● PROMPT: Copy out, word for word, the lines of the data below that start with the line containing "Definition first: for each instance of the ceiling" and run through the last line of the data, including both ends.

Entries from a dataset:
--- Start ---

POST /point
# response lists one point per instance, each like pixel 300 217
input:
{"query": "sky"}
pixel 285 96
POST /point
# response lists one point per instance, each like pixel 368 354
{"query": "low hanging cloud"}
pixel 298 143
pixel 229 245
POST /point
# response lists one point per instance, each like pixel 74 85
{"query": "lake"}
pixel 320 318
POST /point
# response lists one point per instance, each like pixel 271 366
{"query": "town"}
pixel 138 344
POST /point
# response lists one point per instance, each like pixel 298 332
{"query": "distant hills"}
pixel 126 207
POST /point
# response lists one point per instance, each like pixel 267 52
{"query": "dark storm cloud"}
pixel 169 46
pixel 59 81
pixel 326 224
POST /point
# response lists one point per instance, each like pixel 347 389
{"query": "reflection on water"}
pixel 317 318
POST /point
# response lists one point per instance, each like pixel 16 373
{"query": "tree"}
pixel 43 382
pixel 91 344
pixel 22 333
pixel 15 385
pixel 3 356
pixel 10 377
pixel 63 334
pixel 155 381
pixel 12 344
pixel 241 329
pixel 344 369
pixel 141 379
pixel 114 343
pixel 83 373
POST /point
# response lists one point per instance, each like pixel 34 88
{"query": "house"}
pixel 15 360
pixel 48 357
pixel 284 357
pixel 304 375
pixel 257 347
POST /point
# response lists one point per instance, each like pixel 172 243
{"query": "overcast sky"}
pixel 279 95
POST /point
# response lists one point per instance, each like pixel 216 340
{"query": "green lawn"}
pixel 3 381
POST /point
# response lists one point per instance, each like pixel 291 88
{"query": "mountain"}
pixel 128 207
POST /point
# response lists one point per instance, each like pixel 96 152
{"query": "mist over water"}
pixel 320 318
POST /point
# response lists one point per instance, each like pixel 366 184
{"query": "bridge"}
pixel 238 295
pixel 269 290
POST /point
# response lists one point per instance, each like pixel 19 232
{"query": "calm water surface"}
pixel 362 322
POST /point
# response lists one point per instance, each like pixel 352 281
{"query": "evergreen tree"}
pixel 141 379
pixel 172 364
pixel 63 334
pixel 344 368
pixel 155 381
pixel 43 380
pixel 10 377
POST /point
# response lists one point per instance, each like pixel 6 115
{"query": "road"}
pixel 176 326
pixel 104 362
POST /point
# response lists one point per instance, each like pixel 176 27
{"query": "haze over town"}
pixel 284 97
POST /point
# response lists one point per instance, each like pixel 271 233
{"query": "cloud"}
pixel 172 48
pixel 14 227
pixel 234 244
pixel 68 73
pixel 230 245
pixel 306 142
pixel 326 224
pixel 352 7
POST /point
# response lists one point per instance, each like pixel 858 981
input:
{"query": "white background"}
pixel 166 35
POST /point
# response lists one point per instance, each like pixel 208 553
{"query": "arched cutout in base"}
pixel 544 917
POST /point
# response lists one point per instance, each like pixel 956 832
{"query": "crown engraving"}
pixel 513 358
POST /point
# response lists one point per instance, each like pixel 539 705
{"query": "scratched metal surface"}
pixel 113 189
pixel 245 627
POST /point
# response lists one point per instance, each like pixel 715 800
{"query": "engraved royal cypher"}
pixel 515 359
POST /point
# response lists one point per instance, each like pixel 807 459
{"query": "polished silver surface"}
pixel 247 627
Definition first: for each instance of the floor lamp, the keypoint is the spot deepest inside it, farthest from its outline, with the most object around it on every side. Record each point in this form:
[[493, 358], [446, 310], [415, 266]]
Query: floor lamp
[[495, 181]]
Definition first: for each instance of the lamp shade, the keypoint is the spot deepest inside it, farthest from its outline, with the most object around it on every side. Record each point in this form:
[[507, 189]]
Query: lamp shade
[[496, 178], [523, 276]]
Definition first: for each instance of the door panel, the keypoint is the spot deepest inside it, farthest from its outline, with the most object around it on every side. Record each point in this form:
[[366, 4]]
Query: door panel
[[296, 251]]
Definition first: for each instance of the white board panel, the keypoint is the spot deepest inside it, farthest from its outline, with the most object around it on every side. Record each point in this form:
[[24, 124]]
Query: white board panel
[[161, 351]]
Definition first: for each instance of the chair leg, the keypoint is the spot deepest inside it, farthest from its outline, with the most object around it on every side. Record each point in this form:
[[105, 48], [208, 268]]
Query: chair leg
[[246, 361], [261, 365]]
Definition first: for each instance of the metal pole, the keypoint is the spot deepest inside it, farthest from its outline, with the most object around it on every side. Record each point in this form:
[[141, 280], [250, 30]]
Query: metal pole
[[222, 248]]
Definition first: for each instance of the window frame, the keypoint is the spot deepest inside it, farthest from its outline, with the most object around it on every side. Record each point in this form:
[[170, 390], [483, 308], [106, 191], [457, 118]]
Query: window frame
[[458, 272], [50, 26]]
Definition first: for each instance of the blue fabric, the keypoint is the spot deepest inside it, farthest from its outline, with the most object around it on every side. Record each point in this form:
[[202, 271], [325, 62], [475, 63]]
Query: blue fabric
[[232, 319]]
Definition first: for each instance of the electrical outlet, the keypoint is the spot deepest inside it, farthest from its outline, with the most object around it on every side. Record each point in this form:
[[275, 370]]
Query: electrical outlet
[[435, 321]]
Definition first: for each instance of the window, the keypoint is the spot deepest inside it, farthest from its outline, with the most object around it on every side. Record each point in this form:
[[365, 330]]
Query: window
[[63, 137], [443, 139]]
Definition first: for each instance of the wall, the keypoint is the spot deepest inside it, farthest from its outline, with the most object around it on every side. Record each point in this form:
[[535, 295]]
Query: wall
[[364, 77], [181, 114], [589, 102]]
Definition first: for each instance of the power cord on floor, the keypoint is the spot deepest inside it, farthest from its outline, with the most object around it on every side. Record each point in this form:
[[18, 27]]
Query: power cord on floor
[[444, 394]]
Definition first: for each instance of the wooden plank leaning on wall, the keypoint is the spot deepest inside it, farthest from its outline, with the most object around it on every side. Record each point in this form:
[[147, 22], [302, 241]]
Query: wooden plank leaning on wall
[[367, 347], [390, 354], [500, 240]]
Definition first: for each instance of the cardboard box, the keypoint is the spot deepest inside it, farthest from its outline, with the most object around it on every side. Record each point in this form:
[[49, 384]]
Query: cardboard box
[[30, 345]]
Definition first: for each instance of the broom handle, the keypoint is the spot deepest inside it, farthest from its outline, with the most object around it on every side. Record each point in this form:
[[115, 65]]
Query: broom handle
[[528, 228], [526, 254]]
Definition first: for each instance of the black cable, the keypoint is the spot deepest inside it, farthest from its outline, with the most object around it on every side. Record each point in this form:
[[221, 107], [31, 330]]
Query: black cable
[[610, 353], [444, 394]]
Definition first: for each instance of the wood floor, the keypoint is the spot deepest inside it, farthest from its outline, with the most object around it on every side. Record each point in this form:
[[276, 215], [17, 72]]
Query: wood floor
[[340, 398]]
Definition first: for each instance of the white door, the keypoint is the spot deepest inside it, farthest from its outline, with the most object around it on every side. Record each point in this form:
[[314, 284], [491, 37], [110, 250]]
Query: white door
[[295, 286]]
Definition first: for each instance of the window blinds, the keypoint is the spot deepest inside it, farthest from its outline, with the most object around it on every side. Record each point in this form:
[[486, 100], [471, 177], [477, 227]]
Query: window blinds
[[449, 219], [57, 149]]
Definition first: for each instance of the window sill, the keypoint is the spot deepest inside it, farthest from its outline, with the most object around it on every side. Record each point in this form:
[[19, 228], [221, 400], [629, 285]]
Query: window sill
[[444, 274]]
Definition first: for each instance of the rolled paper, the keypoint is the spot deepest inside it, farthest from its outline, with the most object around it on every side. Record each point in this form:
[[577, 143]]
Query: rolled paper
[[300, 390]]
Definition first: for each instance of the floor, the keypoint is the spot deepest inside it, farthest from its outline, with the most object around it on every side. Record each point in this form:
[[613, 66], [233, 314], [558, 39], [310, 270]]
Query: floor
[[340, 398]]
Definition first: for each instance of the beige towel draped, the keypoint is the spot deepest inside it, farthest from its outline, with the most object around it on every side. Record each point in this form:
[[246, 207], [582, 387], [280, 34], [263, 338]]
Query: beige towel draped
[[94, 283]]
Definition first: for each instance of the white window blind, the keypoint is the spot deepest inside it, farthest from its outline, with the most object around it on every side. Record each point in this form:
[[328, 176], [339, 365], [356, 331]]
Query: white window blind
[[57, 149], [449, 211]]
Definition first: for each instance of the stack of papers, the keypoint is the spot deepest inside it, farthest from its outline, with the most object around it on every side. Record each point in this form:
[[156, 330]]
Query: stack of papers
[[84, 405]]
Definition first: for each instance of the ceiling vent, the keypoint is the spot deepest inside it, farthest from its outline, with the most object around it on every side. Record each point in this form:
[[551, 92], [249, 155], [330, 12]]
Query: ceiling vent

--- End ---

● ANSWER FOR THIS EXERCISE:
Definition first: for each instance of the ceiling vent, the keypoint is the spot deepest inside it, farthest from its outline, with the most object around it on every side. Record each point in this form:
[[551, 92], [249, 155], [330, 12]]
Query: ceiling vent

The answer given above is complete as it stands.